> **TASK STATEMENT**:
Reproduce each line, exactly, from the one containing "Target: bollard base" through the end of the material. Exclude pictures.

Point placement records

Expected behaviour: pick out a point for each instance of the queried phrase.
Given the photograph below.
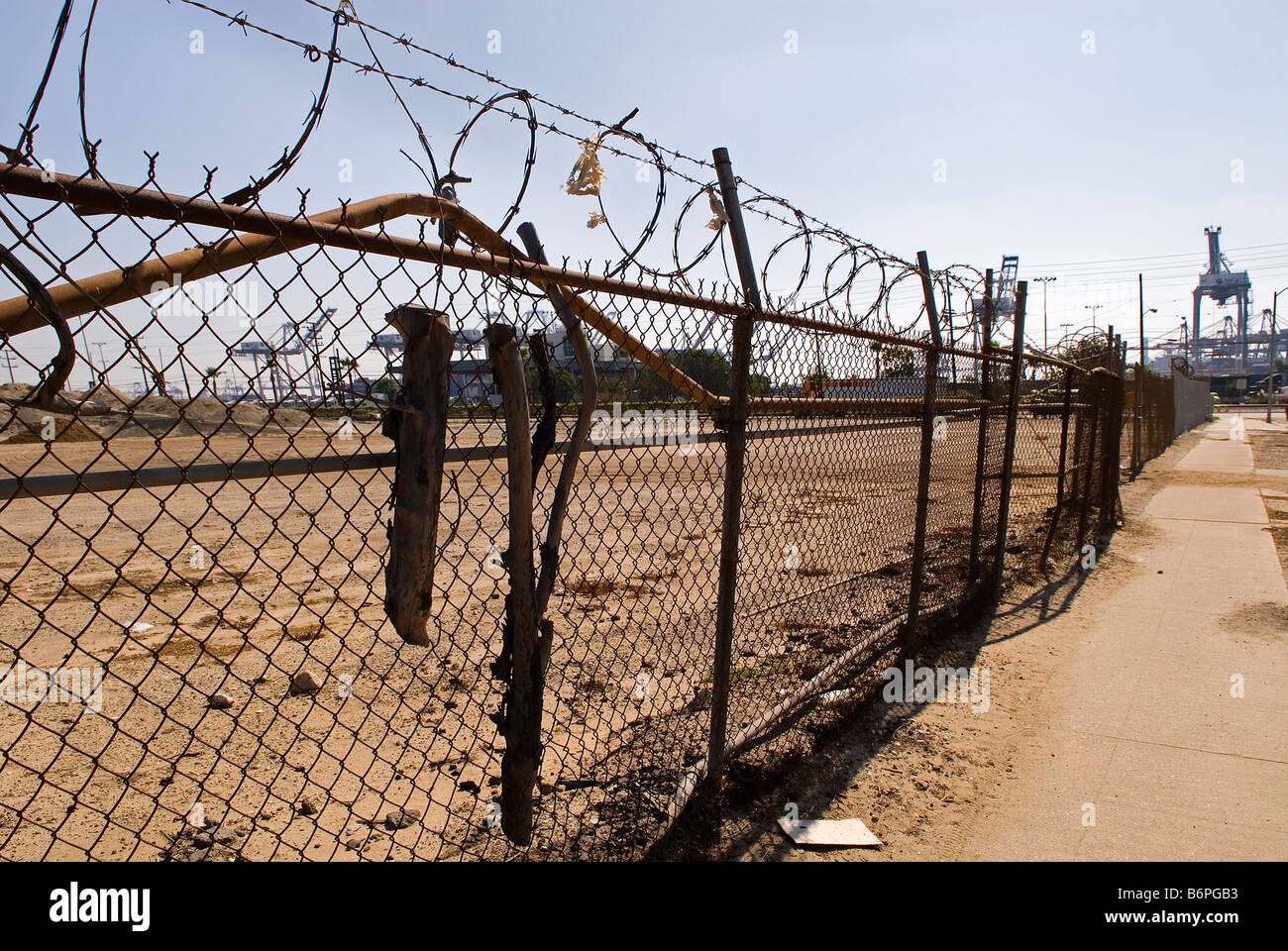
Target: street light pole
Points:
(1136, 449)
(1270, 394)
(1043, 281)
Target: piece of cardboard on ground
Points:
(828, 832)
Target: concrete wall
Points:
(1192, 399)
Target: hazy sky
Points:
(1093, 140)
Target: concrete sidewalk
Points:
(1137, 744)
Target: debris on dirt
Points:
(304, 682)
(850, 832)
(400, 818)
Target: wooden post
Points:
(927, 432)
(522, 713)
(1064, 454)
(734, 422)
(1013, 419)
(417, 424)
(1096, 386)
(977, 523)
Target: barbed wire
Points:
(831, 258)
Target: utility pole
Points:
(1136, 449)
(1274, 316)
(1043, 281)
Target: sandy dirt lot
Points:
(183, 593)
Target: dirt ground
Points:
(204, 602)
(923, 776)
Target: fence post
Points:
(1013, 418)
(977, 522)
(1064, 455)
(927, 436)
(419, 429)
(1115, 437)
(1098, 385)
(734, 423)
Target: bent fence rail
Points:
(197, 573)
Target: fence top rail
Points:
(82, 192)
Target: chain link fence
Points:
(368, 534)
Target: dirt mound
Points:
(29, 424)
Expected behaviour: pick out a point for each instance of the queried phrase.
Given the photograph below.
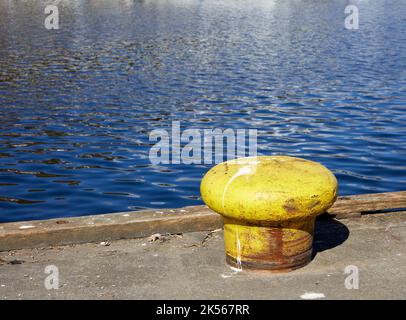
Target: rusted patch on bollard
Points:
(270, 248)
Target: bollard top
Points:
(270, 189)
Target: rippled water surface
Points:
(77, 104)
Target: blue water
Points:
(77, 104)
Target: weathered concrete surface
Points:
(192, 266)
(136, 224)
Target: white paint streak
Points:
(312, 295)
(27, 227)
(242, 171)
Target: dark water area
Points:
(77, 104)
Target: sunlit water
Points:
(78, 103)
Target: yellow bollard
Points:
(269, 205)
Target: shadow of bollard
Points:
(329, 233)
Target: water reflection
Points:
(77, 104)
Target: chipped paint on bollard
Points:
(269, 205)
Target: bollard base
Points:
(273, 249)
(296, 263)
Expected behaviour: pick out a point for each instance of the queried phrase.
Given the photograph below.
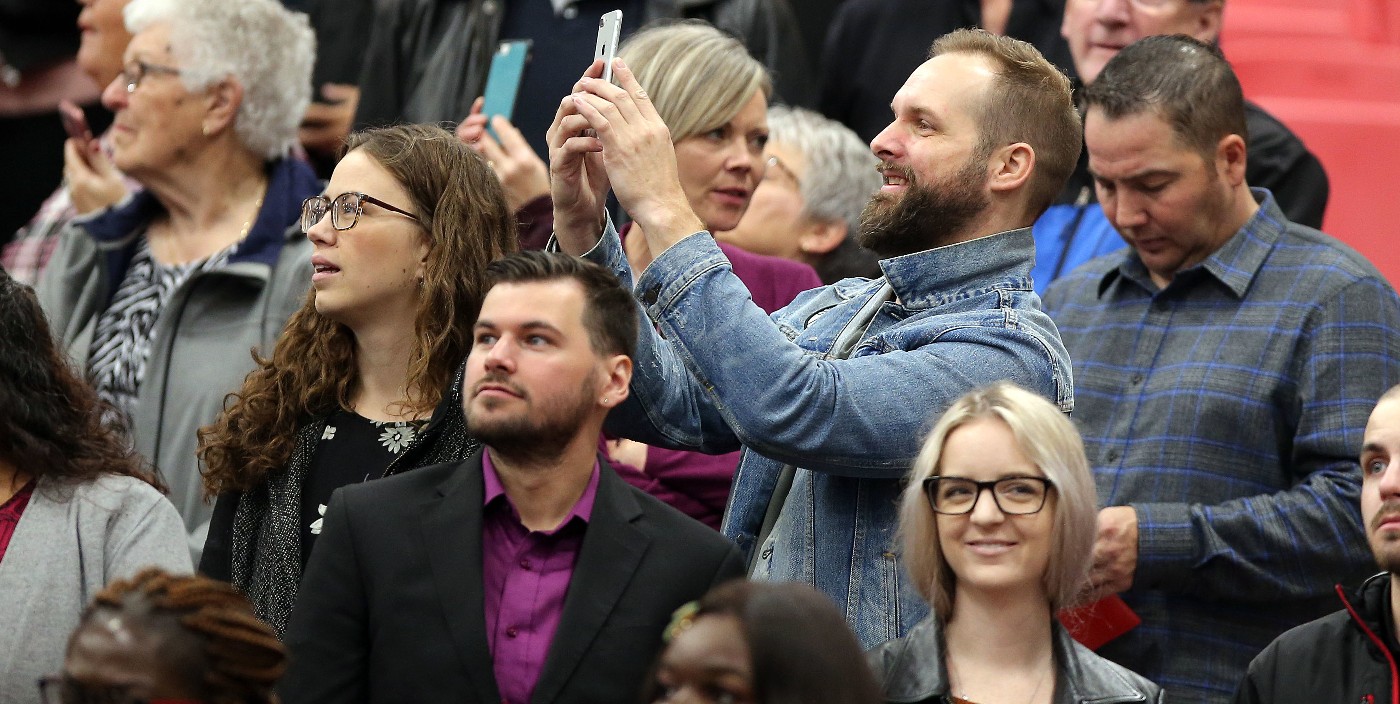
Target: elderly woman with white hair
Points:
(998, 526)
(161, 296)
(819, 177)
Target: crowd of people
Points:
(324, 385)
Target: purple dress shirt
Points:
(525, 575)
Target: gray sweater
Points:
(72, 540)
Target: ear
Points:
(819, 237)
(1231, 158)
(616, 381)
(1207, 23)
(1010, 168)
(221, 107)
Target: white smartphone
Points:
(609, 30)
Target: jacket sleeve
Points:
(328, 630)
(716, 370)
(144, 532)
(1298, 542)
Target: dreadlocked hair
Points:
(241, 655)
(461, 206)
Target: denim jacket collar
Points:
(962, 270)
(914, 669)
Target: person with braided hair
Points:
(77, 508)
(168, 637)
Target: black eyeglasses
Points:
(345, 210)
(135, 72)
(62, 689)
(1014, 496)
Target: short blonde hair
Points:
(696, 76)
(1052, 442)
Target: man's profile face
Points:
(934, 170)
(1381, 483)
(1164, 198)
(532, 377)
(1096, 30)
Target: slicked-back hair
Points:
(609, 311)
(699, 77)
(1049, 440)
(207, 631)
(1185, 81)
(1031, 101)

> **EXERCISE SOLUTION**:
Target: bollard base
Points:
(273, 249)
(296, 263)
Expected behaviour: pick out a point for each instance of the queried phrase.
Given the photograph below.
Target: elderly woman with white hair
Points:
(998, 526)
(161, 296)
(819, 177)
Target: crowd of people
Points:
(324, 385)
Target: purple dress shirt
Points:
(525, 575)
Target: gray sweater
Points:
(72, 540)
Target: ear
Points:
(819, 237)
(1231, 158)
(616, 381)
(1207, 23)
(1010, 168)
(221, 107)
Target: white smartphone
Points:
(609, 30)
Target: jacket sleeve
Points:
(328, 630)
(716, 370)
(144, 532)
(1298, 542)
Target: dreadlocked hair
Points:
(241, 655)
(461, 206)
Target: denim jacket collar
Points:
(962, 270)
(914, 669)
Target: person with braided hair
Points:
(77, 508)
(168, 637)
Target: black eyeglasses
Points:
(345, 210)
(135, 72)
(62, 689)
(1014, 496)
Target: short blonde hair
Points:
(696, 76)
(1052, 442)
Target: man's profile face
Points:
(934, 170)
(1381, 483)
(1164, 198)
(532, 377)
(1096, 30)
Target: slicked-back hair
Points:
(609, 311)
(699, 77)
(1049, 440)
(207, 631)
(1185, 81)
(1031, 101)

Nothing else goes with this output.